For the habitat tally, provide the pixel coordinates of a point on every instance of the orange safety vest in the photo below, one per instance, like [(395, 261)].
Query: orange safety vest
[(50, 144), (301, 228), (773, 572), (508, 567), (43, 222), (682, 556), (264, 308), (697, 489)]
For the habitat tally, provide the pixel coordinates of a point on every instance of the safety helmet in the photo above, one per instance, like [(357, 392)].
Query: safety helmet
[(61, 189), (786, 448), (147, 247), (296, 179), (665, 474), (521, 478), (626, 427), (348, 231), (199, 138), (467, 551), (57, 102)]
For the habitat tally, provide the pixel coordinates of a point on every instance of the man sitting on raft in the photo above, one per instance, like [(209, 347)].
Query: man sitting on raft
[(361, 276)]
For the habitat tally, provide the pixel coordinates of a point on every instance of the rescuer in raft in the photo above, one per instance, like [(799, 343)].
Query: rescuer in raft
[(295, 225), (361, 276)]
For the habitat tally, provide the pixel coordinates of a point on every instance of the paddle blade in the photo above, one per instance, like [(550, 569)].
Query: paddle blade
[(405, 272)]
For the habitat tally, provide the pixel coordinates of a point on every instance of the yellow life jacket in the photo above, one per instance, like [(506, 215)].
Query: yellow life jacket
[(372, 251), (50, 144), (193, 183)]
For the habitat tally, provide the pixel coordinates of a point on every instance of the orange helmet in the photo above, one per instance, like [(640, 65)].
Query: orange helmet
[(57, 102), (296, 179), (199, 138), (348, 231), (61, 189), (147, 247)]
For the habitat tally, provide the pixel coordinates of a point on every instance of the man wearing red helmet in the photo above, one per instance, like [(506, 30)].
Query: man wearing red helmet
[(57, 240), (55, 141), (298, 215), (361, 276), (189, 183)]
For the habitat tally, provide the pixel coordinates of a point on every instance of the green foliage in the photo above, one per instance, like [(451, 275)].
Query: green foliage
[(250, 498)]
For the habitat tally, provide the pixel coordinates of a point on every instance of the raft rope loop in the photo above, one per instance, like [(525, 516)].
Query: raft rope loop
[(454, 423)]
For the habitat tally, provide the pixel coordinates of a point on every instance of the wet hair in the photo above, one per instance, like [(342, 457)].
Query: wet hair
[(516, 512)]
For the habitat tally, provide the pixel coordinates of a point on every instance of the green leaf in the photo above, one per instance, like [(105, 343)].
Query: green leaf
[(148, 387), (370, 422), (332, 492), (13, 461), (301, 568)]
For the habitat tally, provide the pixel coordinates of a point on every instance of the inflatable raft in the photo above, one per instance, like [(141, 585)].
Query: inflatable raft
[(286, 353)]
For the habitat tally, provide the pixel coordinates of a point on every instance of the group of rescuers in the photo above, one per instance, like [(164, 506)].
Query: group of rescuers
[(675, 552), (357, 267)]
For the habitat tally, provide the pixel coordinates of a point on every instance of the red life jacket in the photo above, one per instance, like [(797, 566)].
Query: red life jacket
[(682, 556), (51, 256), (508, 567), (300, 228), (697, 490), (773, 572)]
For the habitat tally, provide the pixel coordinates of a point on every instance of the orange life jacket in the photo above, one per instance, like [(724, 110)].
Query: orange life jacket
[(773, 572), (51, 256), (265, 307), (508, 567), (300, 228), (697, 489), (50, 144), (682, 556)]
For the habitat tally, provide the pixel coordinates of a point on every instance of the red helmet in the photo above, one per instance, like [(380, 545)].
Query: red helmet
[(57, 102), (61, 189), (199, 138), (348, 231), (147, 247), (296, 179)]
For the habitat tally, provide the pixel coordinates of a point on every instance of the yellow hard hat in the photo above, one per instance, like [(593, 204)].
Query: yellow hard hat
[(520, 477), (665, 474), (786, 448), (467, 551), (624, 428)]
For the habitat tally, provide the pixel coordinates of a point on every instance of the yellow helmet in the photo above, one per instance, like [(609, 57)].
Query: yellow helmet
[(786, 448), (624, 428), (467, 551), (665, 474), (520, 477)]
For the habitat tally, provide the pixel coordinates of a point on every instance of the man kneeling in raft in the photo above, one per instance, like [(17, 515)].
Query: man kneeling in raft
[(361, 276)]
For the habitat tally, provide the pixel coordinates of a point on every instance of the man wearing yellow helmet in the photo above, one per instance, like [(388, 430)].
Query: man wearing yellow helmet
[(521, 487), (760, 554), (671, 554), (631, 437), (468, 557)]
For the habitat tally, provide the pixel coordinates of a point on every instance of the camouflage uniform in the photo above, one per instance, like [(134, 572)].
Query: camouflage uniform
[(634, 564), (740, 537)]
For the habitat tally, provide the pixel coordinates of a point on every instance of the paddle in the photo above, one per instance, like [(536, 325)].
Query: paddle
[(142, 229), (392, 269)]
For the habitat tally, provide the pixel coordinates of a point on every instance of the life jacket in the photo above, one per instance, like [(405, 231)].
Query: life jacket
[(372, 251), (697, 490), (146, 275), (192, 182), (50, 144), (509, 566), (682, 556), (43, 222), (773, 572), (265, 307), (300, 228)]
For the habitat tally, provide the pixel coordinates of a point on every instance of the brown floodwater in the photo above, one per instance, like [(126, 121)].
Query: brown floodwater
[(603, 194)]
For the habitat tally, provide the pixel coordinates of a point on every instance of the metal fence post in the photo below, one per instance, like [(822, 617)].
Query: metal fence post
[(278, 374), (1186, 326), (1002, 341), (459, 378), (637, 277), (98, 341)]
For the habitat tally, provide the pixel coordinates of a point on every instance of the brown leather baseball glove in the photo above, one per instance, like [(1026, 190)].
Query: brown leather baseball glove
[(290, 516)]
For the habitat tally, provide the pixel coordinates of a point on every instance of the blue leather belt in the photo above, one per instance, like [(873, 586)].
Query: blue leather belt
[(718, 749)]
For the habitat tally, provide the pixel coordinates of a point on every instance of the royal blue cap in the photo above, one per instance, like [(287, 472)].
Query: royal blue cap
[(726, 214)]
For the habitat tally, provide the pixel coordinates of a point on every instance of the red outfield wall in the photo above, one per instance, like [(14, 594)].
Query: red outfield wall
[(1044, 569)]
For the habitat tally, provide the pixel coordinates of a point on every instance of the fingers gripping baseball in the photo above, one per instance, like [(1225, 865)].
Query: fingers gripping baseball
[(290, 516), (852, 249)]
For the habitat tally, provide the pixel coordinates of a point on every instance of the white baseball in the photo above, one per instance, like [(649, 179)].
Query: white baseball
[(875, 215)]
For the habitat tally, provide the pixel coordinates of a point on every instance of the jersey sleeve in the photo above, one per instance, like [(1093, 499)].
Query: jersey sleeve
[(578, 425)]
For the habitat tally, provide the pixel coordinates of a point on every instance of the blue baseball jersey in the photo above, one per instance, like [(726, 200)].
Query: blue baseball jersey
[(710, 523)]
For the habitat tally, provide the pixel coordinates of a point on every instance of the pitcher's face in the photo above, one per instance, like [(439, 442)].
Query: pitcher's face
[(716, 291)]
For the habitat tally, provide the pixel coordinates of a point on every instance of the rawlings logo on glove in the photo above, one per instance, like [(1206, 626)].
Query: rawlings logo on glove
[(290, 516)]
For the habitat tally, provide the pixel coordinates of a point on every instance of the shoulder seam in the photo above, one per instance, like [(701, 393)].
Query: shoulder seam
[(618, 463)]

+===+

### What to work on
For the word "below", tally the lines of the entries in which it appears and give the total alone.

### Exercise output
2